- Given passage:
#####

Step 3: Conduct the Interview

Start the conversation. The LLM will ask a question; you answer it. Keep your answers concise but complete. If the LLM asks multiple questions in one message, gently remind it: “Please ask only one question per message.” You may need to repeat this reminder several times—LLMs can be forgetful. As you answer, you can also provide references to external documents or systems: “For the integration with the payment gateway, please consult the Payment API spec that I’ll upload later.”

Continue until the LLM indicates it has enough information, or until you feel the coverage is sufficient. You can also ask the LLM to summarize what it has so far and ask if any areas are missing.

Step 4: Generate the Context Report

Once the interview is complete, ask the LLM to produce a structured context report based on your answers. Specify the format you need—plain text, markdown, JSON, etc. This report will be used in a separate session (perhaps with a different LLM) to perform the actual task. Example request: “Now compile all the information you gathered into a context document in markdown format. Include sections for feature overview, user stories, technical constraints, and references.”

Review the output for accuracy. You may need to ask a few clarifying questions to correct misunderstandings.

Step 5: Alternative Mode – Document Review

If you’re using the interrogatory LLM to review an existing document, start by giving the document to the LLM (upload it or paste it). Then use a prompt like: “You have received a software specification. Your job is to interview a human expert to determine if this document is accurate. Ask one question at a time, focusing on the key claims. Begin by asking whether the overall architecture described is still current.”

The human expert (e.g., a senior developer) answers the LLM’s questions. This conversational method often uncovers errors or omissions that a simple read‑through might miss, especially if the document is poorly written.

Step 6: Combine Both Modes

You can chain interrogatory LLMs: first use one to build a context document, then use another (or the same) to review it with a different expert. For instance, a product manager could use an interrogatory LLM to draft a feature spec, and then a QA engineer could use another interrogatory LLM session to validate the spec against real‑world behavior. This ensures both creation and verification are thorough.

Step 7: Apply Broader Uses

The technique isn’t limited to LLM tasks. Many people find writing difficult and prefer talking. If you need to extract knowledge from a colleague or a subject matter expert who struggles with writing, ask them to be interviewed by an LLM. The resulting text may have an “AI‑writing tang,” but it’s far better than having no documentation at all. To do this, set up the same process: the expert answers the LLM’s questions, and the LLM produces a coherent document.

Tips for Success

  • Enforce the one‑question rule. LLMs naturally try to ask multiple questions at once. Remind them—firmly and repeatedly—to ask only one. You can add a system message like: “You must never ask more than one question in a single message.”
  • Be specific in your answers. Vague answers lead to vague context. If you’re unsure, say so, and ask the LLM to rephrase the question.
  • Use the LLM’s summarization ability. After several questions, ask for a summary to check alignment. For example: “Please list the main points you’ve gathered so far so I can confirm they’re correct.”
  • Accept the AI style. The output will sound like it was generated by an LLM. That’s okay—the goal is to capture information, not to win a literary prize. You can always polish later.
  • Split complex topics into multiple sessions. If the domain is huge, break it into logical parts. Each session focuses on one part, and you merge the context reports later.
  • Document the prompts you use. If you repeat the process, having a library of effective prompts saves time.

By following these steps, you can turn an LLM into a powerful interviewing tool that extracts knowledge efficiently, creating reliable context for complex tasks or verifying the accuracy of existing documents. It’s a practical way to bridge the gap between human expertise and machine processing.

#####

Records taken from a dataset:
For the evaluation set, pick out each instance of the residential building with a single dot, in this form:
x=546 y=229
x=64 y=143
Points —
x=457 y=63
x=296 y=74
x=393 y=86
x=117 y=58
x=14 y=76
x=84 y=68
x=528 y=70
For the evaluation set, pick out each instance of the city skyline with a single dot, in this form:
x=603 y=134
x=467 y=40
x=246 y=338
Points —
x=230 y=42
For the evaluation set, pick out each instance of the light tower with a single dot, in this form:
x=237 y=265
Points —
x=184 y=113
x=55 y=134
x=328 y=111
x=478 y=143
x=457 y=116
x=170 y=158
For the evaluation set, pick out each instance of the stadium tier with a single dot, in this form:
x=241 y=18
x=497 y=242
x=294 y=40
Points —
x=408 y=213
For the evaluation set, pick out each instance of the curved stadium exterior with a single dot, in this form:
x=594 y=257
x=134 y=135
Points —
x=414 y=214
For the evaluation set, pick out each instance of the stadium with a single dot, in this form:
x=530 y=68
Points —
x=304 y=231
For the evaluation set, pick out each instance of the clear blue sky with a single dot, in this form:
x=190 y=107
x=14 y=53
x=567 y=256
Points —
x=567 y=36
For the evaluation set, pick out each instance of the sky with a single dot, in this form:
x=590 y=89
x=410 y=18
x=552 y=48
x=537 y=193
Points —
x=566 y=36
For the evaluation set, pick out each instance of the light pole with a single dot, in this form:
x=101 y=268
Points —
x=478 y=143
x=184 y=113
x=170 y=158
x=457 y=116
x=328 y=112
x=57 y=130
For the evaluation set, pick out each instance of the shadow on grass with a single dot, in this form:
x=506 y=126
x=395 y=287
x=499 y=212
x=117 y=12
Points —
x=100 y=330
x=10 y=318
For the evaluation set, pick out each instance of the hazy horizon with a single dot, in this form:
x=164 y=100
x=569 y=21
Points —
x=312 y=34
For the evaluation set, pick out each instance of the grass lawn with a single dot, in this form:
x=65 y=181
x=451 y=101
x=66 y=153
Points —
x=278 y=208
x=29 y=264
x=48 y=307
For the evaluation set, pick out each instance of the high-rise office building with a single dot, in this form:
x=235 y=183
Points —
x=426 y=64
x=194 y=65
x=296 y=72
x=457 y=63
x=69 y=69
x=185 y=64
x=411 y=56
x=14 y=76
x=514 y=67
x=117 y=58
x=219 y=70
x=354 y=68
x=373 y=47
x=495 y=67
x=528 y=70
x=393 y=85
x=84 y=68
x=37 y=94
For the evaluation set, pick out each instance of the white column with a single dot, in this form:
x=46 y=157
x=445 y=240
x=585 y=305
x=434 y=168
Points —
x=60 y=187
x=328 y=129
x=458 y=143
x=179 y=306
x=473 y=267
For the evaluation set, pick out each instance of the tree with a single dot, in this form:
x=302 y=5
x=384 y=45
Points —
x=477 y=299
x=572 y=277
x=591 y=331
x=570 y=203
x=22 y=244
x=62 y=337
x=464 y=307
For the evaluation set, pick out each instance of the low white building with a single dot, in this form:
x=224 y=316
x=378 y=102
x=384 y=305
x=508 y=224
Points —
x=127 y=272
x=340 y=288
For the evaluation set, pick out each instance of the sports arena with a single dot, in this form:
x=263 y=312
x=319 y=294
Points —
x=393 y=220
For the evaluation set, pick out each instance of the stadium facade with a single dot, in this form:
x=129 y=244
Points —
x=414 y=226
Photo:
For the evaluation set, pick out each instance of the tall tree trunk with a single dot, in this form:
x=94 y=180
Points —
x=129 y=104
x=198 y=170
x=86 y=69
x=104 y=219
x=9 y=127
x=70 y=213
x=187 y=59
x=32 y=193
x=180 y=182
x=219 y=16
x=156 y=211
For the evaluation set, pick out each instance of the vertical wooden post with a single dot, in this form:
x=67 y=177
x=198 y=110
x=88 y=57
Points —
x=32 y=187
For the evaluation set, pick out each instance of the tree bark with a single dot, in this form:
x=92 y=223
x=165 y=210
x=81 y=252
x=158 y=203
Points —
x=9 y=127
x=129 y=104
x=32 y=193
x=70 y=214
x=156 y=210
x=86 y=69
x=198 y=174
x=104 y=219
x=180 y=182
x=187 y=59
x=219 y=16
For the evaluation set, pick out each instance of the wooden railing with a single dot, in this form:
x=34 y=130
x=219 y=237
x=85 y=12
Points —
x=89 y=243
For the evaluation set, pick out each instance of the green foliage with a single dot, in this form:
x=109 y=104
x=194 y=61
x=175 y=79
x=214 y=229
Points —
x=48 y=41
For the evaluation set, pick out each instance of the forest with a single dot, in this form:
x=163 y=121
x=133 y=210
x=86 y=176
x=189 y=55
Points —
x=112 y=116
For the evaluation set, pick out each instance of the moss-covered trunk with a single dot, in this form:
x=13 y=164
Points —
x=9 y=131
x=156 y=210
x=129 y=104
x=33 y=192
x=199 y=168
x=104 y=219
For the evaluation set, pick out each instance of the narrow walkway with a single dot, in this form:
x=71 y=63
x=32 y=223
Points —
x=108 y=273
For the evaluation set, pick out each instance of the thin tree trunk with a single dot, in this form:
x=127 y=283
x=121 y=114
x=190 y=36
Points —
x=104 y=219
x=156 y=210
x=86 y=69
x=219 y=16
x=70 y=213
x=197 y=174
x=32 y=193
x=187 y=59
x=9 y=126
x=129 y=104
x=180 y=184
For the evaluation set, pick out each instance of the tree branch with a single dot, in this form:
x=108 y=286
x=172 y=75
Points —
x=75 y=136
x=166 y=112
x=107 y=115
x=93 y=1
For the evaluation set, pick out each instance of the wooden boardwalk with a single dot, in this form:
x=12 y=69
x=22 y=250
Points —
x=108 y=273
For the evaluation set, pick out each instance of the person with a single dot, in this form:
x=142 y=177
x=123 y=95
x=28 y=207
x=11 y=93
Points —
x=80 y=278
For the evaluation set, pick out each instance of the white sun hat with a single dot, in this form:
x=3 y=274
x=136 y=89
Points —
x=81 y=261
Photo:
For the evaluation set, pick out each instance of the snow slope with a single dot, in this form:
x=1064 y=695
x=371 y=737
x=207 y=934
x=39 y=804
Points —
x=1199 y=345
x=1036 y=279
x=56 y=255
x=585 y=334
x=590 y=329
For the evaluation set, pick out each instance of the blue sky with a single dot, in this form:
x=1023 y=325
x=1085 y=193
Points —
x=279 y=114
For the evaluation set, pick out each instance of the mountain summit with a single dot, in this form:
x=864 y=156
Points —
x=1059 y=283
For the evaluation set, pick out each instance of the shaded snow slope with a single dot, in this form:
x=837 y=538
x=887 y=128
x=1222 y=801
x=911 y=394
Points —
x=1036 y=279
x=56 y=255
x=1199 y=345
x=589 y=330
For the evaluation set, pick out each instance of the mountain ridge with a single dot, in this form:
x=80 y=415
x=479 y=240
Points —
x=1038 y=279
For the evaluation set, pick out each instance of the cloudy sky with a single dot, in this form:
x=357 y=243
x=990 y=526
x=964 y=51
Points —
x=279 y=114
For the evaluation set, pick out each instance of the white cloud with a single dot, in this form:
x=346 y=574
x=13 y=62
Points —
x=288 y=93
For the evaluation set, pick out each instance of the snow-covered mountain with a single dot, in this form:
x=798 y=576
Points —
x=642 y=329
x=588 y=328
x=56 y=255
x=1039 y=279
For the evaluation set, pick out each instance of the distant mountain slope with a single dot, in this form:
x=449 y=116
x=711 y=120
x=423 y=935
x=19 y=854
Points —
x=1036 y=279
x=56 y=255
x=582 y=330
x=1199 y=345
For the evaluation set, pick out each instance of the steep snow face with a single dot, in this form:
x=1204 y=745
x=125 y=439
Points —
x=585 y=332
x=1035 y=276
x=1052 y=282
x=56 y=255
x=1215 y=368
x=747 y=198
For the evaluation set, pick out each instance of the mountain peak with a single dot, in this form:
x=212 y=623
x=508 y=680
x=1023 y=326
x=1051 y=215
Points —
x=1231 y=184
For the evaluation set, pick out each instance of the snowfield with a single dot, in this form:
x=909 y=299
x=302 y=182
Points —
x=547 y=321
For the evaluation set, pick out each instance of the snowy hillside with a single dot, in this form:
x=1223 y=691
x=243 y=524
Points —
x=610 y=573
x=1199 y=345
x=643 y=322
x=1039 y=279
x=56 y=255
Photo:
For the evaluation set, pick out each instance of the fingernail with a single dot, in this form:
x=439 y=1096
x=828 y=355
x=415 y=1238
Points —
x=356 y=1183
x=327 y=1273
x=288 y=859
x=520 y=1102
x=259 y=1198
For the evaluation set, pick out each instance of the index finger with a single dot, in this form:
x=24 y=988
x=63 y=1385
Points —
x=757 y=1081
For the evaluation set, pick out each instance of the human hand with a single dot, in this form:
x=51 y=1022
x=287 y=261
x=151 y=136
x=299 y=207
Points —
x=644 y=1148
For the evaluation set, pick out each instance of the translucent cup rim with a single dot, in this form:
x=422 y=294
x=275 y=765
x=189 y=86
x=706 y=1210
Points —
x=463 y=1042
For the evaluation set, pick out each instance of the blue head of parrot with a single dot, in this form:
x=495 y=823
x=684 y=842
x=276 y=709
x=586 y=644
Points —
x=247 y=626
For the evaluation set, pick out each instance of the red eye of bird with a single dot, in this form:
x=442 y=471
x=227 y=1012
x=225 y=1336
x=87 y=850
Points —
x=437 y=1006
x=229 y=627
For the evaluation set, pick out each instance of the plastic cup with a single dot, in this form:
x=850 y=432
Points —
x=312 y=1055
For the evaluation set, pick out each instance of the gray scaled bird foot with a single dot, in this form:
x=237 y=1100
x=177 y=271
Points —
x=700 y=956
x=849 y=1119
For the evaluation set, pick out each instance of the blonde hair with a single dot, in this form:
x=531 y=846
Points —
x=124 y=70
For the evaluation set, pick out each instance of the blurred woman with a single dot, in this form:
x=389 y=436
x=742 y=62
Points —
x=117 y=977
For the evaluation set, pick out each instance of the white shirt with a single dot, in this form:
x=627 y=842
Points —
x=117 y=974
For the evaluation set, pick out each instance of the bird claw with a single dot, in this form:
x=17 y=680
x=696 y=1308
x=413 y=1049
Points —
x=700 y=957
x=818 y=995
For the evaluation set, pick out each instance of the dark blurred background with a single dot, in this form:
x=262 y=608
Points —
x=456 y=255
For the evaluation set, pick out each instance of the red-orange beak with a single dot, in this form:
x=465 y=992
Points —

#####

- What is expected: Please copy the interviewing guide word for word, between "Start the conversation." and "areas are missing.", inclusive. You won't need the listing for anything here.

- Task solution:
Start the conversation. The LLM will ask a question; you answer it. Keep your answers concise but complete. If the LLM asks multiple questions in one message, gently remind it: “Please ask only one question per message.” You may need to repeat this reminder several times—LLMs can be forgetful. As you answer, you can also provide references to external documents or systems: “For the integration with the payment gateway, please consult the Payment API spec that I’ll upload later.”

Continue until the LLM indicates it has enough information, or until you feel the coverage is sufficient. You can also ask the LLM to summarize what it has so far and ask if any areas are missing.